*** PROVIDED INFORMATION ***

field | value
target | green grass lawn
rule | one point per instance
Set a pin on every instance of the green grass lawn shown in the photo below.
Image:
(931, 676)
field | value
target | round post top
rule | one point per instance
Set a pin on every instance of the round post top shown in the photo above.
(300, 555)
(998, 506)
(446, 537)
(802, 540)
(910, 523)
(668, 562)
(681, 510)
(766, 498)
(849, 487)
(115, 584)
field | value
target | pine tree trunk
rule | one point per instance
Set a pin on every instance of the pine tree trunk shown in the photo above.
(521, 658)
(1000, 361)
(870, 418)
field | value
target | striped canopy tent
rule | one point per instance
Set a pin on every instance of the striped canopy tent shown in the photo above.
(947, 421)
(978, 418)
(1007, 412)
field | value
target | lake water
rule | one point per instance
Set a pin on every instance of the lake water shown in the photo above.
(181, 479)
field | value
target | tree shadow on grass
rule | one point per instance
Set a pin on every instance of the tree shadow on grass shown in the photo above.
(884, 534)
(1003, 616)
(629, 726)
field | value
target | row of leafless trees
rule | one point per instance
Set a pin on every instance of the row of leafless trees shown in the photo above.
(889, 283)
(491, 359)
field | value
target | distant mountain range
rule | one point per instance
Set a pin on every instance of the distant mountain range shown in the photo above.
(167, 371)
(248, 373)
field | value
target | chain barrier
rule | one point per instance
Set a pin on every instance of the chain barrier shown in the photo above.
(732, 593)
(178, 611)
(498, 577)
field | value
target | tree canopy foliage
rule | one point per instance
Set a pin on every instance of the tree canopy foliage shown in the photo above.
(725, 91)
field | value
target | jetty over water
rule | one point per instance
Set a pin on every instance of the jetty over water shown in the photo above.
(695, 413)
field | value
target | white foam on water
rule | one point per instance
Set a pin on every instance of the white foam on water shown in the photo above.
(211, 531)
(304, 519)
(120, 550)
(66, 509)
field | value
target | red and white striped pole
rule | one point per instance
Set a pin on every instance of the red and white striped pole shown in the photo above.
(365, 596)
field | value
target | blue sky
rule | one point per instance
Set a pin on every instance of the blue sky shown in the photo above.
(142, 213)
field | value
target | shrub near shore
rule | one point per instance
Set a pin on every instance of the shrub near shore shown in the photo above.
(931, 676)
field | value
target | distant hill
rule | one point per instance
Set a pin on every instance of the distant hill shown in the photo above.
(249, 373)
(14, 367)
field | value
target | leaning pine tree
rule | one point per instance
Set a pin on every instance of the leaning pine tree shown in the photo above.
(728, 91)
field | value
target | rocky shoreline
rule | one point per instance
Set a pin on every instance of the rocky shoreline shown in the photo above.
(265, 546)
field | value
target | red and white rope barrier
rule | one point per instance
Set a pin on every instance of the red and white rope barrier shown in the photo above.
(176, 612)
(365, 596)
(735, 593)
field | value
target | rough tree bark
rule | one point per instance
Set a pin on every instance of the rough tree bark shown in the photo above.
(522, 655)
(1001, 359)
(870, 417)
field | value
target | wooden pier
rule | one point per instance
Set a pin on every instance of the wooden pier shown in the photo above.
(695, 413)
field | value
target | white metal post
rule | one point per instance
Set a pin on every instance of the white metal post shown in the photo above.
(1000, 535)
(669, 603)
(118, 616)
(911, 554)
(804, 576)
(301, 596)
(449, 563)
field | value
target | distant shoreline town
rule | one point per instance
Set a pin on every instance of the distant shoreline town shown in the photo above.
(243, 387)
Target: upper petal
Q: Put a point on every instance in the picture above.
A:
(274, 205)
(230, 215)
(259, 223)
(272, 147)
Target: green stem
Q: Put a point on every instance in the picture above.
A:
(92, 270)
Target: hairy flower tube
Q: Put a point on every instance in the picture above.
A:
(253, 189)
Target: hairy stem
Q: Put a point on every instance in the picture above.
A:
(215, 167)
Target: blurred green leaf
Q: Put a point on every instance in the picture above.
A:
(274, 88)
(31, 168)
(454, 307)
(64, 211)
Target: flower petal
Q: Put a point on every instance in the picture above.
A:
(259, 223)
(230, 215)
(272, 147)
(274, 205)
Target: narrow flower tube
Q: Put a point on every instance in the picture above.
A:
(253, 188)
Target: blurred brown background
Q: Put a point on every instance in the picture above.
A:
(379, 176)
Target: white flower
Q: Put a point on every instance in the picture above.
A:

***

◆ BRIEF
Could you quote the material above in full, exactly as it stands?

◆ EXERCISE OUTPUT
field | value
target | green grass lawn
rule | one point per instance
Set a pin on every instance of the green grass lawn shown in the photo below.
Image:
(931, 676)
field | value
target | round post top
rule | one point per instance
Set a pin on every instance of the round post top shown in the photo above.
(300, 555)
(998, 506)
(446, 537)
(802, 540)
(910, 523)
(668, 562)
(681, 510)
(766, 498)
(849, 487)
(115, 584)
field | value
target | pine tree trunk
rule | one point per instance
Set a pin on every instance of the pine tree trunk shown in the photo above.
(521, 658)
(1000, 361)
(870, 418)
field | value
target | striped canopy tent
rule | one point per instance
Set a pin on every instance of the striped canopy tent shown in the photo above.
(947, 421)
(978, 418)
(1007, 412)
field | value
target | lake water
rule | one point per instance
Set a pin on every instance of the lake water shown in the photo above.
(181, 479)
field | value
target | tree shadow on grass
rule | one point per instance
Set a pin on every instance of the tree shadow on grass shown in the photo above.
(884, 534)
(1003, 616)
(629, 726)
field | value
target | row of leafless trees
rule | one point per instance
Set a pin on every instance of the row of leafless trees shown in the photo above.
(889, 283)
(491, 359)
field | value
target | distant mountain range
rule | one point per instance
Set a pin on every instance of the distant mountain range shown in the photo above.
(167, 371)
(248, 373)
field | value
target | chain barrier
rule | one point per instance
Set a pin on every instance of the chain barrier shown in the photo above.
(732, 593)
(178, 611)
(498, 577)
field | value
target | tree canopy foliage
rule | one point per instance
Set a pin on every instance of the tree canopy foliage shown in the photo above.
(725, 91)
field | value
target | jetty over water
rule | one point per instance
Set a pin on every instance of the jetty over water shown in the photo above.
(695, 413)
field | value
target | white foam on water
rule | one point per instance
Set a pin on every instance of the white foam on water shown in the photo above.
(211, 531)
(304, 519)
(120, 550)
(66, 509)
field | value
target | red and white striped pole
rule | one point per instance
Set a pin on every instance of the red and white striped pole shown in the photo above.
(365, 596)
field | value
target | blue sky
rule | one point per instance
Set a pin on every instance of the blue sky shown in the photo above.
(142, 213)
field | value
target | shrub near shore
rule | one point per instance
Set a pin on every instance of the shrub near shore shown in the photo above.
(931, 676)
field | value
target | distant hill
rule | one point per instance
Set a pin on every instance of the distant hill shown in the photo above.
(249, 373)
(14, 367)
field | value
target | leaning pine tree
rule | one point per instance
Set a pin on every instance of the leaning pine tree shown in the photo above.
(728, 91)
field | value
target | rocky shoreline
rule | one point per instance
Set a pin on every instance of the rocky shoreline shown in the photo above.
(265, 546)
field | value
target | red and white rope barrier
rule | one point per instance
Set a pin on every instance of the red and white rope barrier shown in the photo above.
(176, 612)
(365, 596)
(735, 593)
field | value
target | rough tree bark
rule | one point per instance
Set a pin on every instance of the rough tree bark shown in the photo above.
(522, 655)
(1001, 359)
(870, 417)
field | value
target | wooden pier
rule | one point per instance
Set a pin on every instance of the wooden pier shown in the photo above.
(695, 413)
field | value
target | white metal post
rule | one point per instance
Set a pin on every instance of the white metal post shown in the photo above.
(1000, 535)
(669, 603)
(118, 616)
(911, 554)
(804, 576)
(301, 596)
(449, 563)
field | value
target | distant shoreline town
rule | one point per instance
Set a pin on every instance of the distant shoreline town shown in the photo above.
(243, 387)
Target: upper petal
Q: Put a point on every instance in the picture above.
A:
(274, 205)
(230, 215)
(259, 223)
(272, 147)
Target: green stem
Q: Put a point on every instance in the picture above.
A:
(92, 270)
Target: hairy flower tube
Q: Put a point on every instance in the picture above.
A:
(253, 189)
Target: hairy stem
Q: Put a point on every instance in the picture above.
A:
(215, 167)
Target: blurred green leaf
Q: Put a point on every instance in the picture above.
A:
(274, 88)
(31, 168)
(454, 307)
(64, 211)
Target: flower petal
Q: Put a point on every instance in the picture above.
A:
(259, 223)
(230, 215)
(272, 147)
(274, 205)
Target: narrow flower tube
Q: Put a point on every instance in the picture above.
A:
(253, 188)
Target: blurred brown background
Q: Put a point on every instance in the picture above.
A:
(379, 176)
Target: white flower
Q: Put a point on every instance in the picture above.
A:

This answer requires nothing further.